The input:
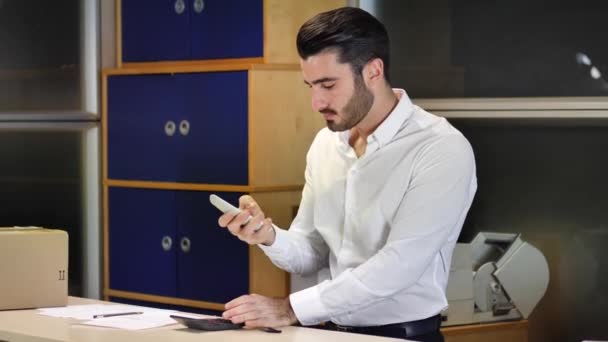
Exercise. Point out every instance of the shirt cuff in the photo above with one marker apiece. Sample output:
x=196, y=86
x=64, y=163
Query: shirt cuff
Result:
x=280, y=244
x=308, y=307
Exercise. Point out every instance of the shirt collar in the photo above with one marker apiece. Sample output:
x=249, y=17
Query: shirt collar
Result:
x=391, y=125
x=395, y=119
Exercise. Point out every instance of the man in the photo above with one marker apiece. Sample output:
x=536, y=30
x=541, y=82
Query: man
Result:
x=387, y=190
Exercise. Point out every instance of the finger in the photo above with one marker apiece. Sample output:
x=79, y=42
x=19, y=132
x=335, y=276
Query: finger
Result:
x=238, y=301
x=245, y=317
x=245, y=201
x=235, y=226
x=253, y=324
x=265, y=224
x=240, y=310
x=253, y=226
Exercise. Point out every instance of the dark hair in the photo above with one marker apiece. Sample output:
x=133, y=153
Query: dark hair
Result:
x=356, y=35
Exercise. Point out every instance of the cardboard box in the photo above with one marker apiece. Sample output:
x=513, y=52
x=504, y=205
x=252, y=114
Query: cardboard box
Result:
x=33, y=268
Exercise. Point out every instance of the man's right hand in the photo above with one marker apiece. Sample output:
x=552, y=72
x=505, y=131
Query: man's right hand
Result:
x=258, y=230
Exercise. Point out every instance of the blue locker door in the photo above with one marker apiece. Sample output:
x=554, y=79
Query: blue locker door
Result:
x=215, y=149
x=227, y=29
x=142, y=241
x=140, y=107
x=155, y=31
x=216, y=267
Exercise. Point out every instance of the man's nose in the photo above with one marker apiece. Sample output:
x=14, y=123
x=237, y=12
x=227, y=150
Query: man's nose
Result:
x=319, y=101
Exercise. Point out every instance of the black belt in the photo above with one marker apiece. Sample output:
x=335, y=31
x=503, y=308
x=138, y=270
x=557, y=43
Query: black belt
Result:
x=399, y=330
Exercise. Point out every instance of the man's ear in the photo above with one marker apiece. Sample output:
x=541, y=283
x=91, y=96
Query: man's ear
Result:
x=373, y=71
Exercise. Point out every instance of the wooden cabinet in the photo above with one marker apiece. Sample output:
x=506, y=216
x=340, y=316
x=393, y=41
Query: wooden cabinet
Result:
x=168, y=243
x=249, y=127
x=197, y=108
x=168, y=30
x=189, y=127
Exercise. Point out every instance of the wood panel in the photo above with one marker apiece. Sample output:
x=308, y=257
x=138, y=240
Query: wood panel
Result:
x=265, y=278
x=282, y=127
x=282, y=20
x=516, y=331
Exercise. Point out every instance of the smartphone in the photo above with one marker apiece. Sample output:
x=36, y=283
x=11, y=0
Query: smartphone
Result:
x=222, y=205
x=226, y=207
x=209, y=324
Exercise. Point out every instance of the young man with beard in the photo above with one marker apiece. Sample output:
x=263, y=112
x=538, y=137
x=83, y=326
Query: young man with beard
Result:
x=388, y=187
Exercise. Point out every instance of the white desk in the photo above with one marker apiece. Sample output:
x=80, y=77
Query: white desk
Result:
x=29, y=326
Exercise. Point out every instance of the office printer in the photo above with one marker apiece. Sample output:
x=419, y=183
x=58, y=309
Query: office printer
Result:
x=496, y=277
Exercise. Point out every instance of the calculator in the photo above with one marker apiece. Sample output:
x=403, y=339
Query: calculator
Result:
x=208, y=324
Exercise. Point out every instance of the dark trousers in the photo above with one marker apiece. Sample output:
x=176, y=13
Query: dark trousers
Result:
x=425, y=330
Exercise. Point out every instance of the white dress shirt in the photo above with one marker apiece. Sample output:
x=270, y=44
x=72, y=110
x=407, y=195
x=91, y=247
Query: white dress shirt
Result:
x=385, y=223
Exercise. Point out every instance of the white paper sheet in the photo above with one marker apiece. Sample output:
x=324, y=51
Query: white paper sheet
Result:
x=145, y=318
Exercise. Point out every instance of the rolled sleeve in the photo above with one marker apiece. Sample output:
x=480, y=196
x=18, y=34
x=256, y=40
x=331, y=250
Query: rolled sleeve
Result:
x=308, y=307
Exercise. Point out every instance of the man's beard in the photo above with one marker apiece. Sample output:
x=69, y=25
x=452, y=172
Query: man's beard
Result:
x=355, y=109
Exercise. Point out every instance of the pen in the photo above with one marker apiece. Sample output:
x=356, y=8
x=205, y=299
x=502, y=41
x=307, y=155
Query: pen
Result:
x=117, y=314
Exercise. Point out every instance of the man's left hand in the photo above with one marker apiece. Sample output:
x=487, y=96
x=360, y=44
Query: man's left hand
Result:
x=258, y=311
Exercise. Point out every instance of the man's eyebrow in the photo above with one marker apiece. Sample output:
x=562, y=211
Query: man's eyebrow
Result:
x=322, y=80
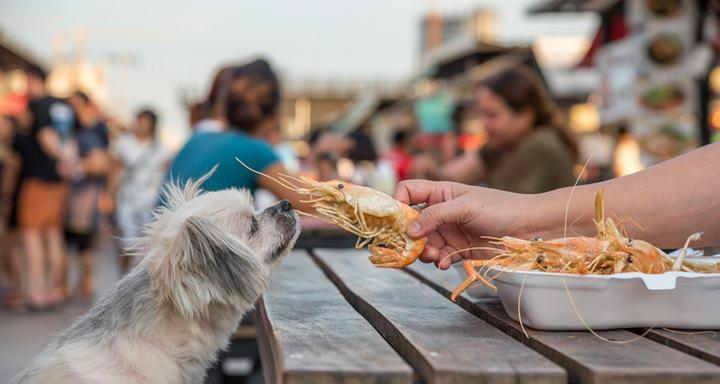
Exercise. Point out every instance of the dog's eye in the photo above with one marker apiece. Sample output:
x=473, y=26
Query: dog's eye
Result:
x=253, y=225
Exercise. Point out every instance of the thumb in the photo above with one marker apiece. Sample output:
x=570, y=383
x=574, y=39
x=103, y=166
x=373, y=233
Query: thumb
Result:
x=432, y=217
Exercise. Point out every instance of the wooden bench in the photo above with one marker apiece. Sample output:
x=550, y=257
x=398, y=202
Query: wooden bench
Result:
x=331, y=317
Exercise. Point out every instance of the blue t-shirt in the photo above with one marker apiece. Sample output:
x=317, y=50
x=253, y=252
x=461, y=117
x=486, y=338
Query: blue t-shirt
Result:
x=204, y=150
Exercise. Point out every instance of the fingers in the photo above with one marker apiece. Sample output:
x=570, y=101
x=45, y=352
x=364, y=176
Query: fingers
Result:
x=452, y=212
x=431, y=192
x=414, y=191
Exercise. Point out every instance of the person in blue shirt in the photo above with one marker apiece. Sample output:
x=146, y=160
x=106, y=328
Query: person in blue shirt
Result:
x=249, y=96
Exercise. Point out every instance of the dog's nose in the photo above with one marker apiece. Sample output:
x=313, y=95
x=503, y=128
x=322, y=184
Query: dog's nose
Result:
x=285, y=206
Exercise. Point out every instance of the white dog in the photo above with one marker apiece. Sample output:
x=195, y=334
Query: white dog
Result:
x=207, y=259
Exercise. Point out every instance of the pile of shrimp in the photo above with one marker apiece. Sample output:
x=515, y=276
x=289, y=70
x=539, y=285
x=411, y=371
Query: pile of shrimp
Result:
x=609, y=252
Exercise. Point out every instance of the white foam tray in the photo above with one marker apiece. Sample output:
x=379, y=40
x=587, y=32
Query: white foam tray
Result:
x=678, y=300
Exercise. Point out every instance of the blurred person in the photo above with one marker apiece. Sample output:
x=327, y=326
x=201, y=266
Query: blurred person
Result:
x=140, y=161
x=251, y=110
x=433, y=111
x=399, y=156
x=9, y=173
x=83, y=216
x=45, y=155
x=528, y=148
x=209, y=115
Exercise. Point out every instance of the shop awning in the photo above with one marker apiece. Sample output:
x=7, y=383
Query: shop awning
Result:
x=555, y=6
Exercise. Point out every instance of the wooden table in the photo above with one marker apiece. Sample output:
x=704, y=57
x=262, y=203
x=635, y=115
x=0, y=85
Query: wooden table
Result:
x=329, y=316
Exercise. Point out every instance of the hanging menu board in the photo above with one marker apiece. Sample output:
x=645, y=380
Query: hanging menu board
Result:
x=650, y=77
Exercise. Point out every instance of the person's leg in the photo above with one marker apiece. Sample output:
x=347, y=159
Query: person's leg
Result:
x=57, y=265
x=125, y=224
x=35, y=269
x=31, y=206
x=13, y=298
x=55, y=194
x=86, y=254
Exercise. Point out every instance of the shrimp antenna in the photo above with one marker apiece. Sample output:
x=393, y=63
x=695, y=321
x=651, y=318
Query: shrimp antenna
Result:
x=282, y=183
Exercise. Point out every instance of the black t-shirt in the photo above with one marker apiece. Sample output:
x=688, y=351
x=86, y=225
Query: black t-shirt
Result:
x=48, y=112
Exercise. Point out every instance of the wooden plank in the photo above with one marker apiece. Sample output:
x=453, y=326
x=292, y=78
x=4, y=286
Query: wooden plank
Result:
x=443, y=342
x=704, y=345
x=587, y=358
x=310, y=334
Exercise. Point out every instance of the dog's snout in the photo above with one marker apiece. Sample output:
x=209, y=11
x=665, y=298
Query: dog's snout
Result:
x=285, y=206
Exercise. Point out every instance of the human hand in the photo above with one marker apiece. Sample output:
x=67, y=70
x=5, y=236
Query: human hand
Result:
x=459, y=216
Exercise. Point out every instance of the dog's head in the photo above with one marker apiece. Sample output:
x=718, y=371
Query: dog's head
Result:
x=214, y=248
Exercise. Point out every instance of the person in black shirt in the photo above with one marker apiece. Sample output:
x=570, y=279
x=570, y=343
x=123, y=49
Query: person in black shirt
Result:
x=83, y=215
x=46, y=162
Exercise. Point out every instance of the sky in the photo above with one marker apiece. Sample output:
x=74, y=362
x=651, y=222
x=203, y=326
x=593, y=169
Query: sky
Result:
x=178, y=44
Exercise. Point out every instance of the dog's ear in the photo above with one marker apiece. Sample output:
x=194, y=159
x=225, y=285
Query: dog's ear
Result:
x=207, y=265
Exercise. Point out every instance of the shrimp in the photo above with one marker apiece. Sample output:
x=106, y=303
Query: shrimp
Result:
x=378, y=220
x=609, y=252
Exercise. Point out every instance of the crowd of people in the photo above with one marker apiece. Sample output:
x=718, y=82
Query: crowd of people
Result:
x=65, y=172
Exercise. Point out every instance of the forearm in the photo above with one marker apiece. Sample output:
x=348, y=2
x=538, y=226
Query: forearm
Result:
x=663, y=204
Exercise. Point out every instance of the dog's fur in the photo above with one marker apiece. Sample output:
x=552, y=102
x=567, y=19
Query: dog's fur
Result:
x=207, y=258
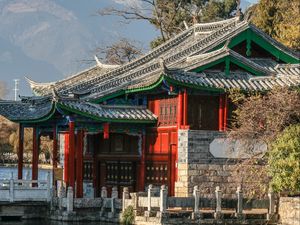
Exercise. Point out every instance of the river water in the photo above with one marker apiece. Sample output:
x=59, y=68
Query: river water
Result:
x=5, y=173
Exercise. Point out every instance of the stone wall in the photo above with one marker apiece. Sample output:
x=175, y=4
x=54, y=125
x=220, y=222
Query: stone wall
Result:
x=197, y=166
x=289, y=210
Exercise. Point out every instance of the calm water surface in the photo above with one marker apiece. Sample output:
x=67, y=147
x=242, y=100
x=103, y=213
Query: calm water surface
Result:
x=5, y=173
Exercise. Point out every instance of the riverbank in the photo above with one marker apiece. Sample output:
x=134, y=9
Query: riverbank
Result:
x=40, y=166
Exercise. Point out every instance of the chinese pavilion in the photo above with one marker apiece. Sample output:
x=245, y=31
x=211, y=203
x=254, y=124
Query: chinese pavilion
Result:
x=117, y=125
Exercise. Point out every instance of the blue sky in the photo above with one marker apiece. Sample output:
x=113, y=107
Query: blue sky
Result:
x=49, y=55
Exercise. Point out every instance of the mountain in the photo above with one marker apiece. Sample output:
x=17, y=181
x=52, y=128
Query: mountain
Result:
x=42, y=35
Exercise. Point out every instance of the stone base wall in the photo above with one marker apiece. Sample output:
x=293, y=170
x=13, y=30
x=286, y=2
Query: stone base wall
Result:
x=197, y=166
x=289, y=210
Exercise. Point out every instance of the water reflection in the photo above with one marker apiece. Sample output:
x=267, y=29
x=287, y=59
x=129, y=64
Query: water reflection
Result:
x=45, y=222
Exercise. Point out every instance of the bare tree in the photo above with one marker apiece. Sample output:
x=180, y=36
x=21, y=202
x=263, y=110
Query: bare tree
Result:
x=120, y=52
x=3, y=89
x=168, y=15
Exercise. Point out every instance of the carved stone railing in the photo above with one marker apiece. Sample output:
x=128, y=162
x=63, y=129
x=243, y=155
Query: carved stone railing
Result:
x=25, y=190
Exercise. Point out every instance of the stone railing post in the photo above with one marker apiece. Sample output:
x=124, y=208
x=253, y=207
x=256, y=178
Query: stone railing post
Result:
x=114, y=192
x=218, y=212
x=11, y=188
x=103, y=192
x=70, y=196
x=148, y=212
x=196, y=194
x=27, y=178
x=125, y=196
x=239, y=208
x=61, y=194
x=162, y=201
x=48, y=187
x=271, y=210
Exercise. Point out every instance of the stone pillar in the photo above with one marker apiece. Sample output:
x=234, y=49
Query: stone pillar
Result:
x=48, y=187
x=218, y=212
x=114, y=192
x=79, y=164
x=221, y=112
x=61, y=194
x=125, y=196
x=162, y=201
x=179, y=110
x=66, y=159
x=35, y=155
x=20, y=152
x=70, y=198
x=239, y=208
x=103, y=192
x=11, y=187
x=148, y=212
x=141, y=171
x=72, y=154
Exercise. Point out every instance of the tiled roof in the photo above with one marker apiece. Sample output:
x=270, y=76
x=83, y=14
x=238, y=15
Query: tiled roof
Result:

Your task: Reproduce the portion of the material that opens with the line containing "Exercise. Point out every instance of the blue sky" and closes with the final line of the material, keeping all lines, requests included. Increase every coordinate in the answers by 11, and leave the coordinates in the requests and their sample outputs unchanged.

Task answer:
Exercise. Point out every instance of the blue sky in the photo above with one marker apiece. Sample output:
x=113, y=107
Query: blue sky
Result:
x=60, y=66
Exercise. Point out every instance of the mountain in the photo above with one marker apiece. Sample output:
x=17, y=181
x=52, y=128
Query: mountain
Result:
x=53, y=46
Exercise. Point out every instance of the stone base wall in the photo above with one marker apiece. Sample output:
x=293, y=170
x=13, y=30
x=286, y=2
Query: stone base wall
Result:
x=208, y=177
x=300, y=221
Exercise. Point out every instance of the water reflection in the photo above with one marker apiece. Sample output:
x=267, y=29
x=287, y=59
x=129, y=64
Query: water reflection
Result:
x=56, y=233
Exercise. Point out every instance of the bare tree in the photo above with one marker apiece. Sample output:
x=180, y=36
x=21, y=202
x=263, y=110
Query: bare tree
Result:
x=131, y=63
x=14, y=100
x=179, y=26
Exercise. Point out every instance of the carved stone railing in the photo above with one marker apiece. Sample output:
x=128, y=162
x=63, y=129
x=243, y=155
Query: carved stone railing
Result:
x=36, y=201
Exercise. Point out every instance of the stone railing post in the photo above with one marker apiece. Sample output:
x=124, y=208
x=253, y=207
x=256, y=178
Query: stone railing post
Result:
x=125, y=203
x=229, y=223
x=22, y=199
x=114, y=203
x=81, y=207
x=159, y=223
x=207, y=205
x=38, y=189
x=136, y=207
x=250, y=219
x=72, y=205
x=173, y=212
x=59, y=198
x=282, y=221
Exercise. Point out every instance of the stone pillar in the photo above with one marker apiece. Sample output:
x=234, y=49
Query: stone pillar
Result:
x=59, y=198
x=229, y=223
x=125, y=203
x=90, y=175
x=232, y=123
x=72, y=205
x=136, y=207
x=173, y=212
x=190, y=121
x=77, y=170
x=46, y=166
x=31, y=163
x=81, y=209
x=250, y=219
x=114, y=203
x=22, y=198
x=159, y=223
x=152, y=182
x=83, y=165
Exercise. Point out every instance of the tiled roof in the photo above with one marker apiece. Sample output:
x=270, y=76
x=83, y=14
x=238, y=15
Query: tiled roof
Result:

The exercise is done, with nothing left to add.